[Position annotation records]
● ● ● ●

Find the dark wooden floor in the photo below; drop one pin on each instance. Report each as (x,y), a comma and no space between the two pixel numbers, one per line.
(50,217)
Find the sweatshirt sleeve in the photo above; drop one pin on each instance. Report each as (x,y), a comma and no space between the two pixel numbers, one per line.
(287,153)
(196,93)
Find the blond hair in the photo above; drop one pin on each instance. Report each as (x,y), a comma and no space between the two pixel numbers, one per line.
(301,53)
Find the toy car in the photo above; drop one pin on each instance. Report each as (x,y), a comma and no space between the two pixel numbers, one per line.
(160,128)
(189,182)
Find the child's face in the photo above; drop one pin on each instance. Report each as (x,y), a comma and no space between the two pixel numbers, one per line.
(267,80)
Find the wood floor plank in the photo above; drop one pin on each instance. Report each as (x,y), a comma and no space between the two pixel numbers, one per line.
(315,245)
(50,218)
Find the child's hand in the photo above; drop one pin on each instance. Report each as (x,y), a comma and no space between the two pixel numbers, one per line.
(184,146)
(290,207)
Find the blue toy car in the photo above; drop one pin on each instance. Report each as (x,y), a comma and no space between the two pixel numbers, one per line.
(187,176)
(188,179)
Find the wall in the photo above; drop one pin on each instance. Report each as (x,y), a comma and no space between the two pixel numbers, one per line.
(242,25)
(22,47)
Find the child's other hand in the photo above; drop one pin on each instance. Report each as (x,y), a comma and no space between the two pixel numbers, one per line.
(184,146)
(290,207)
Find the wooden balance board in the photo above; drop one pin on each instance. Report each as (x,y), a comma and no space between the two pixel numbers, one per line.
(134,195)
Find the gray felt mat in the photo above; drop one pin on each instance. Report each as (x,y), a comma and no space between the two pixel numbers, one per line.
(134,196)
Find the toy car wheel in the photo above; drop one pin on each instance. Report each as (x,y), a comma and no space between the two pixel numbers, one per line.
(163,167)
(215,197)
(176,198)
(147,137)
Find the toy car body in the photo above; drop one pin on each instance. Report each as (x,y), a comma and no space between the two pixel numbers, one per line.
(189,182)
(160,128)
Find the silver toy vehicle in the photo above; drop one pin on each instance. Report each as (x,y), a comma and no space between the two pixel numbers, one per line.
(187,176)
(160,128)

● ● ● ●

Convert every line of the material above into a JSON list of strings, one string per line, leaving out any blank lines.

[
  "Find the dark wooden floor in the photo below; drop one pin on each instance. Report each as (x,y), a comma and no space between the two pixel numbers, one per line.",
  "(50,217)",
  "Find the sweatshirt sleeve in the photo above; drop one pin on each instance. Report each as (x,y), a comma and no space between the two pixel numbers, one per line.",
  "(287,153)",
  "(196,93)",
  "Find the blond hair in the photo above; drop one pin on each instance. Report each as (x,y), a comma and no space between the two pixel numbers, one per line.",
  "(301,53)",
  "Find the toy car in the photo above; drop one pin on each instance. Report each as (x,y), a comma and no space between the two pixel numbers, one per line.",
  "(160,128)",
  "(189,182)",
  "Find the child's face in the photo above; drop one pin on each instance. Report each as (x,y), a comma and no space between the two pixel numbers, one per line.",
  "(267,80)",
  "Find the wood floor plank in the photo above; drop one pin on each instance. Report each as (x,y), a comma and no space between the two pixel numbers, one per line.",
  "(315,245)",
  "(50,218)",
  "Find the child's hand in the photo above; drop one pin on each instance. Report each as (x,y), a comma and no space between the two pixel numbers, one per line.",
  "(184,146)",
  "(290,207)",
  "Find the blue toy car in the photo above; drop one pin on each instance. Report each as (x,y), a comma and no space between the two pixel numbers, one per line.",
  "(187,176)",
  "(188,179)",
  "Find the wall in the photo above; drop one pin on each instance. Report each as (x,y), a comma and no space between the two pixel numbers, one per line.",
  "(242,25)",
  "(22,47)",
  "Find the child's other hand in the photo above; drop one pin on each instance. Report each as (x,y), a comma and no space between the two pixel numbers, one per line.",
  "(184,146)",
  "(290,207)",
  "Find the wooden balance board in the photo above; drop one pin on each instance. Report each as (x,y), a comma and no space between the two pixel numbers, one per line.",
  "(134,195)",
  "Find the gray felt mat in the photo above; drop one pin on each instance. Report each as (x,y), a comma and no space between the two pixel numbers, one per line.",
  "(134,196)",
  "Find the toy car wheel in the photo above; drop one pin on each instance. Report each as (x,y), a comma and no space between the two pixel numbers, one per line.",
  "(163,167)",
  "(215,197)",
  "(176,198)",
  "(147,137)",
  "Find the toy car body in the photo above; drop one pin on each instance. Report each as (x,y), a comma and no space between the two pixel numbers, one per line.",
  "(189,182)",
  "(160,128)",
  "Find the silver toy vehicle in the photo above; drop one pin on each instance. Report each as (x,y), a comma and no space between the two pixel numbers, one per line.",
  "(187,176)",
  "(160,128)"
]